**What is required:**
In the blog post below about a game of author tag, what is "you're het"?

Mousa in his stud pants

Mousa in his stud pants

I needed an excuse to kick start my blog. This last while my blog has fallen away for a variety of reasons (excuses) and over the last few weeks, despite having some good ideas I just haven’t got round to it, until now. The catalyst for the change being Martha Rodriguez, http://areelcoolsummer.blogspot.co.uk/2012/04/back-to-our-youth-authors-playing-tag.html ,  in a game of author tag. Hence, the title ‘you’re het’ a scottish variation of the usual tag term ‘you’re it.’ For some reason the idea has struck a chord and I have returned to my blog. The next blog, which I will post towards the end of this coming week, is something truly exciting found among old, 1930’s and 1940’s, political papers in our garage.  I’m sure that it will be enjoyed by everyone who reads it, but readers will have to wait another day or so for further details. Oh, for any new readers, I always include a picture of one of our cats in my blog. Why? I just do. The picture today is our large tom cat wandering around our livingroom with his anti-spray pants on.

 Back to the game of tag in which Martha kindly involved me.

The rules of the game, as supplied by Martha, are as follows:  
1.  Go to page 77 of your current WIP (work in progress).
2. Go to line seven.
3.  Copy down the next seven lines or sentences as written and post them to your blog or website.

**Supplied information:**
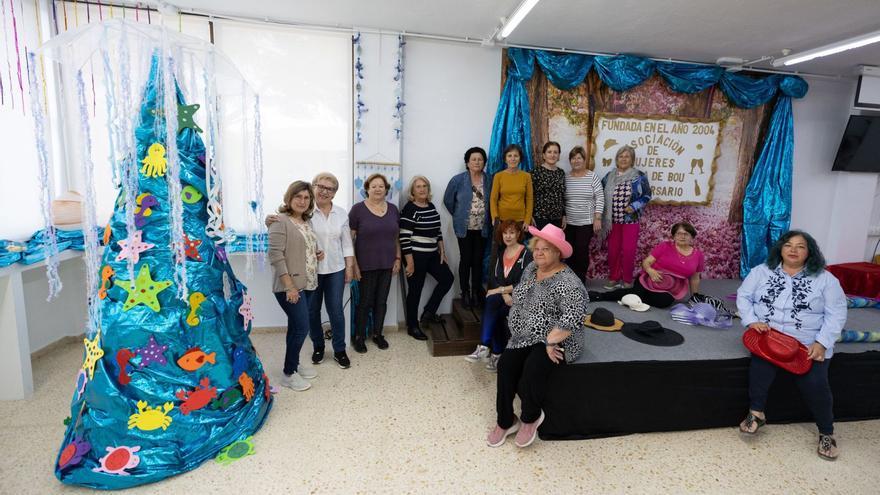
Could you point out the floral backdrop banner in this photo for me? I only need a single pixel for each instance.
(677, 153)
(704, 186)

**Correct result:**
It is a Scottish variation of the usual tag term "you're it."